Location identification lines:
#####

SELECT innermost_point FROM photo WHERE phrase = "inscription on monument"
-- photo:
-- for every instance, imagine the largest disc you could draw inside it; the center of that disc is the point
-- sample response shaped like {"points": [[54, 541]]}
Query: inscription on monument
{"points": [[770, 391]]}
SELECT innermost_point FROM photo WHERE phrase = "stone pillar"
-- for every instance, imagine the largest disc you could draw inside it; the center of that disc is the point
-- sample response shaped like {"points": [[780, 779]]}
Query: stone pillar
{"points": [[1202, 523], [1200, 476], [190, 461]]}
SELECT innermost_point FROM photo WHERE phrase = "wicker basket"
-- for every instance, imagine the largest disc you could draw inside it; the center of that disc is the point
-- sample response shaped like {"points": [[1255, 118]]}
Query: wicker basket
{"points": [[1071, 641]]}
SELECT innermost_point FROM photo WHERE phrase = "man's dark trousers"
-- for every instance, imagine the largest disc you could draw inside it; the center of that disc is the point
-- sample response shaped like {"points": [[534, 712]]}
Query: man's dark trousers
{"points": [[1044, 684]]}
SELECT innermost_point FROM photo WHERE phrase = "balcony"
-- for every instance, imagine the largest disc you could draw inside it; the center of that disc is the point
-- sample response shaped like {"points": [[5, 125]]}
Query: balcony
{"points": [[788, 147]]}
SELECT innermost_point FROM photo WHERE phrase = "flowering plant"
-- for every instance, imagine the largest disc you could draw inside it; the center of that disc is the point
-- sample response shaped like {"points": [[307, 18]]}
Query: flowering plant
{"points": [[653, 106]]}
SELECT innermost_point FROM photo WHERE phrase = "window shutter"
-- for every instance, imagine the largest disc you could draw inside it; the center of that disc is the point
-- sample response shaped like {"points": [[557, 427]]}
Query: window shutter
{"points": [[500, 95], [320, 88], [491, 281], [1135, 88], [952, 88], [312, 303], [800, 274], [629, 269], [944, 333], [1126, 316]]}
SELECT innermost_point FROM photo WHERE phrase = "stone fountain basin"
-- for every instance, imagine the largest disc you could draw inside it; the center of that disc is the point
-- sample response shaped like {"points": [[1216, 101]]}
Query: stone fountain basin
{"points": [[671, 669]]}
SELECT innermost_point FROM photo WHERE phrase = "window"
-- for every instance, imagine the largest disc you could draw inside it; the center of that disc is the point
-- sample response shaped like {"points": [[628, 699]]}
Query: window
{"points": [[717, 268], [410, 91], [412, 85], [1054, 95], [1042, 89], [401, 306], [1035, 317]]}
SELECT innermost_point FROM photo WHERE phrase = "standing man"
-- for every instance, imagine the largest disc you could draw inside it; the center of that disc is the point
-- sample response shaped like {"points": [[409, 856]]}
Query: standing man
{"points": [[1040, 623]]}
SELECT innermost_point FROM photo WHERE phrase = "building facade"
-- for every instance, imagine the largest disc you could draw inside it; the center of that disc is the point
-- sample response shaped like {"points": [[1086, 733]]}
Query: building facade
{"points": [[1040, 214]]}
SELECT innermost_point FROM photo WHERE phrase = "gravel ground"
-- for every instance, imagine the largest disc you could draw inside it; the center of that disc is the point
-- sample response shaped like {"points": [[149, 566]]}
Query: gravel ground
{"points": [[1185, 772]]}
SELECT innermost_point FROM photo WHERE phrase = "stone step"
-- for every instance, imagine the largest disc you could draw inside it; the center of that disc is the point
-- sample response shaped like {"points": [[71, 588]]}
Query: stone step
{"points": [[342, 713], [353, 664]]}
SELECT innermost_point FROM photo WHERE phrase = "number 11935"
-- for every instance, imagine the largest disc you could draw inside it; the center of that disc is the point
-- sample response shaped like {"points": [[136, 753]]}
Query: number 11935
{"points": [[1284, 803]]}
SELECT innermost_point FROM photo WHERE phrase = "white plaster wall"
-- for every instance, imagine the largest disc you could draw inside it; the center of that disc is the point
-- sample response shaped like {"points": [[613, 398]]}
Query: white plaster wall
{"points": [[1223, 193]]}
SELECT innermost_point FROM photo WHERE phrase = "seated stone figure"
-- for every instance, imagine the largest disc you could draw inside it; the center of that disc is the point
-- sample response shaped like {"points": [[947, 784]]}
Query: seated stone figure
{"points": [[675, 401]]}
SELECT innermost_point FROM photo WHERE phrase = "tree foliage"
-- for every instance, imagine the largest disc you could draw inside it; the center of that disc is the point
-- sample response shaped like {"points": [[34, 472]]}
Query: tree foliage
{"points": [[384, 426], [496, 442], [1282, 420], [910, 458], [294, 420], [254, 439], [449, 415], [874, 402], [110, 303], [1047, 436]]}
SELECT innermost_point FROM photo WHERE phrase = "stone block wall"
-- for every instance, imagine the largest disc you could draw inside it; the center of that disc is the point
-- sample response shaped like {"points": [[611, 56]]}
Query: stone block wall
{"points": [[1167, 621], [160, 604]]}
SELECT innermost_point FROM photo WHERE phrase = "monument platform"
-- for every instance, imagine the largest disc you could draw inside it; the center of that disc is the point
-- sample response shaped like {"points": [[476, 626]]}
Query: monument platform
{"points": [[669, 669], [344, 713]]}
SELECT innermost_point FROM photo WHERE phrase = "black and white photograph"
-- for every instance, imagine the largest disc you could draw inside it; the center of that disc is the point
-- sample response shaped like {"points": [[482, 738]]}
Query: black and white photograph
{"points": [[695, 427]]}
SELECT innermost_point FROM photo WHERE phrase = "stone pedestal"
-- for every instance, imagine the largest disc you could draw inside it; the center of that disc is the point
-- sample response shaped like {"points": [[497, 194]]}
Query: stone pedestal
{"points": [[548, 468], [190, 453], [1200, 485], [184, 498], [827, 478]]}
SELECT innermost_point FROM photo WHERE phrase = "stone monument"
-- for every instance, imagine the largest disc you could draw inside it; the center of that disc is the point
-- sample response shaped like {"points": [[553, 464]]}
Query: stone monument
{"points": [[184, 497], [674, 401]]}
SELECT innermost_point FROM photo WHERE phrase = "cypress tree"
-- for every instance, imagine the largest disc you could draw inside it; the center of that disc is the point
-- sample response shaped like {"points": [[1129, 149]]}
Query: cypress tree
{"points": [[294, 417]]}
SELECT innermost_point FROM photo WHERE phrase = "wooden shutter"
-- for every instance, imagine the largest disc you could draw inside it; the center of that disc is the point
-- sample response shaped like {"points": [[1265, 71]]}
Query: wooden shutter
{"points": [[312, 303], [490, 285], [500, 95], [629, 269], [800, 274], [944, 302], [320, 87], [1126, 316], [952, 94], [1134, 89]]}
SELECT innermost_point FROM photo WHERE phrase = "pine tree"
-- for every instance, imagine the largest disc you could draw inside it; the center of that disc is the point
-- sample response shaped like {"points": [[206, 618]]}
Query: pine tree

#####

REQUIREMENT: Which lines above contain the word "tree"? Extract each one.

WORKED ANSWER:
SELECT innermost_point FROM photo WHERE phrase = "tree foliage"
Query: tree foliage
SELECT innermost_point FROM photo WHERE phrase = "cypress tree"
Query: cypress tree
SELECT innermost_point FROM photo WHERE phrase = "pine tree"
Query: pine tree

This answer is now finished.